Directions for this task:
Apart from the pictures, every entry must be retyped exactly.

Raw data:
****************************************

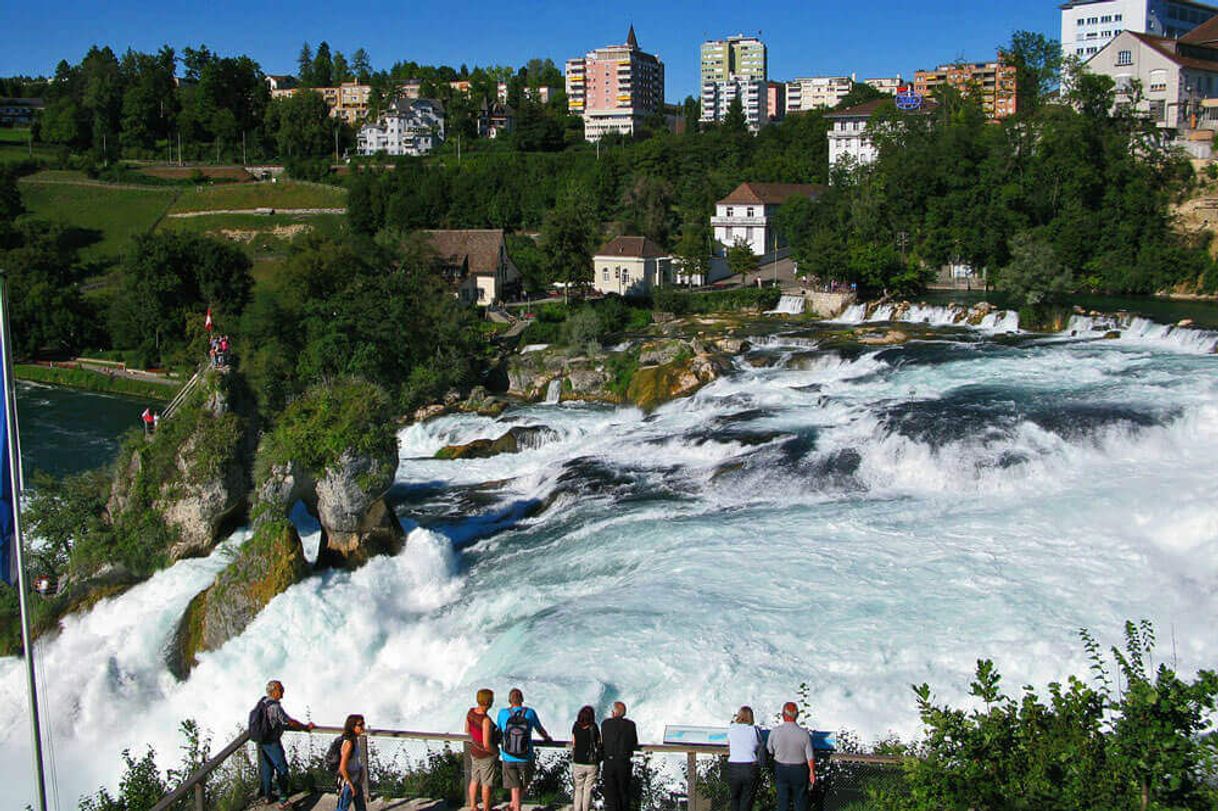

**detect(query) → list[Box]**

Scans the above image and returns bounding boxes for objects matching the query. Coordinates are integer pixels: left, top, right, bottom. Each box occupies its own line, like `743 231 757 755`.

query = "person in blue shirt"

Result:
496 688 553 811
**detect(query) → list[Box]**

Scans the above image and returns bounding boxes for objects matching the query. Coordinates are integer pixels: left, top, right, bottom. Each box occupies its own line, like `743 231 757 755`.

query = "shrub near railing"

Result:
653 287 782 315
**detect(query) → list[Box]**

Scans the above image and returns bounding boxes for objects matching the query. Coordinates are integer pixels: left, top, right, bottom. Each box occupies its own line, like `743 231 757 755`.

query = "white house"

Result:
423 229 522 305
825 96 937 173
357 98 445 157
1085 20 1218 128
710 182 824 258
1061 0 1218 61
593 236 672 296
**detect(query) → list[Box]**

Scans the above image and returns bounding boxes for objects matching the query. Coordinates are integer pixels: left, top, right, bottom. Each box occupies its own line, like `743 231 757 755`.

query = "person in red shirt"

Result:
466 688 497 811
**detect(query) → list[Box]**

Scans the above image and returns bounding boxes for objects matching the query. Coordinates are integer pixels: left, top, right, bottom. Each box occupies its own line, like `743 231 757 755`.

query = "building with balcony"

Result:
711 182 824 257
913 60 1020 120
702 77 768 130
786 75 854 113
767 81 787 121
593 236 672 296
270 81 372 123
356 98 445 156
0 98 43 126
566 25 665 141
1085 17 1218 128
1062 0 1218 61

****************************************

Result of this task:
**detect(query) → list[Box]**

Scans the above image and returns bounding boxes for objects matching the query. Coordinates are integer pixels: left, top, right, bottom. Each box occupies its own line, like `743 231 757 755`.

query = "person in blue shirt"

Result:
496 688 553 811
**detect(query) → list[Box]**

Scans the above image and returns bounding boxes for objects matching the query. Coordinates are integer pixels: left, top, right, bottom. Each box occupies its own line, like `743 231 757 755`.

query = "shrub near railing"

Result:
653 287 782 315
**detect(query) → list[Box]**

Scans the above image and returns bounding boxes for objects matching the query. Coordinates are integer pixels: left, top, right, bottom. Each box occupies its own line, like `743 231 757 755`.

query = "white house"

Result:
423 229 522 305
825 96 937 173
357 98 445 157
1085 20 1218 128
710 182 824 258
1061 0 1218 61
593 236 672 296
**detect(query) → list[Box]**

Scans the above image and returns bounding boxes for objects matching the query. Coordinates are integer pixels: left, top, right, bottom. Each box occupies its own line, like `743 231 757 755`.

query = "person in red shirt"

Result:
466 688 497 811
**detect(query) → list[Box]**

Scans the above image and returns bounding boxes for objects matching the query. Coordinates are integer pixels: left, top, right, bottom. Each box occupies its own line, like `743 231 757 755`.

query = "building with balcony"

Result:
711 182 824 257
913 60 1020 120
702 77 768 130
786 75 854 113
767 81 787 121
593 236 672 296
270 81 372 123
356 98 445 156
0 98 43 126
566 25 665 141
1085 17 1218 128
1062 0 1218 61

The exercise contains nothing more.